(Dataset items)
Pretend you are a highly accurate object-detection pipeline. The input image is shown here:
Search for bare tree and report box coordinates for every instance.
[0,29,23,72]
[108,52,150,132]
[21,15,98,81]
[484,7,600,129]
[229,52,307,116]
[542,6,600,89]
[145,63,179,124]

## WORK TO COMPLETE
Copy each row above word for word.

## ANSWER TO THE EXERCISE
Pretend you are a highly accurate object-detection pipeline. The input image is shown here:
Search for bare tree and report box coordinates for every instance.
[0,29,23,72]
[108,52,150,132]
[21,15,98,81]
[484,7,600,129]
[229,52,307,116]
[542,6,600,89]
[145,63,179,124]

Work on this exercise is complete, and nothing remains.